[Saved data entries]

# # # #

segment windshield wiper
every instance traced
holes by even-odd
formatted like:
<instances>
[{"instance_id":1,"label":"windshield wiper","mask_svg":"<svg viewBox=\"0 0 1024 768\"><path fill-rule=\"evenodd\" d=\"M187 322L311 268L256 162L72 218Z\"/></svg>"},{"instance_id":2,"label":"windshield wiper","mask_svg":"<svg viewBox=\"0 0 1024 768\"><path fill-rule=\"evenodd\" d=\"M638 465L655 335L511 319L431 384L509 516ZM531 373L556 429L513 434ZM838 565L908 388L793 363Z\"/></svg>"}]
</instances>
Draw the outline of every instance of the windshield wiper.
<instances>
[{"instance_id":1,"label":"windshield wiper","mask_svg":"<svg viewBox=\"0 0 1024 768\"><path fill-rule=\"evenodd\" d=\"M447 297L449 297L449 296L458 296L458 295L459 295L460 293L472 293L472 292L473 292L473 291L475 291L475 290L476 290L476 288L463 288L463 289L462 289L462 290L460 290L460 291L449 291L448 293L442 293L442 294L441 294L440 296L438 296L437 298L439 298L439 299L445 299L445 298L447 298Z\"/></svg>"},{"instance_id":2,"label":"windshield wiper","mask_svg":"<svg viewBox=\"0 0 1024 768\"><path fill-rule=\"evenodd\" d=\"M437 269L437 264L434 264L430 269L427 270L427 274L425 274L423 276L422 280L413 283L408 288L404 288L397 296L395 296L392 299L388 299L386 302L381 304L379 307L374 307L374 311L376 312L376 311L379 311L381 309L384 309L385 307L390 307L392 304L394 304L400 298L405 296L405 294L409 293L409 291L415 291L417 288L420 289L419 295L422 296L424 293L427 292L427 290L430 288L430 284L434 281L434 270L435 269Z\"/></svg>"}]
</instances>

# # # #

Each record above should be repeated exactly as it appears.

segment windshield wiper
every instance traced
holes by even-odd
formatted like:
<instances>
[{"instance_id":1,"label":"windshield wiper","mask_svg":"<svg viewBox=\"0 0 1024 768\"><path fill-rule=\"evenodd\" d=\"M187 322L311 268L256 162L72 218Z\"/></svg>"},{"instance_id":2,"label":"windshield wiper","mask_svg":"<svg viewBox=\"0 0 1024 768\"><path fill-rule=\"evenodd\" d=\"M638 465L655 335L511 319L431 384L509 516ZM531 373L556 429L513 434ZM838 565L908 388L793 363Z\"/></svg>"}]
</instances>
Draw the outline of every instance of the windshield wiper.
<instances>
[{"instance_id":1,"label":"windshield wiper","mask_svg":"<svg viewBox=\"0 0 1024 768\"><path fill-rule=\"evenodd\" d=\"M447 297L449 297L449 296L458 296L458 295L459 295L460 293L472 293L472 292L473 292L473 291L475 291L475 290L476 290L476 288L463 288L463 289L462 289L462 290L460 290L460 291L449 291L448 293L442 293L442 294L441 294L440 296L438 296L437 298L439 298L439 299L445 299L445 298L447 298Z\"/></svg>"},{"instance_id":2,"label":"windshield wiper","mask_svg":"<svg viewBox=\"0 0 1024 768\"><path fill-rule=\"evenodd\" d=\"M437 269L437 264L434 264L430 269L427 270L427 274L425 274L423 276L422 280L413 283L408 288L404 288L397 296L395 296L392 299L388 299L386 302L381 304L379 307L374 307L374 311L376 312L376 311L379 311L381 309L384 309L385 307L390 307L392 304L394 304L400 298L405 296L405 294L409 293L409 291L415 291L417 288L420 289L419 295L422 296L424 293L427 292L427 290L430 288L430 284L434 281L434 270L435 269Z\"/></svg>"}]
</instances>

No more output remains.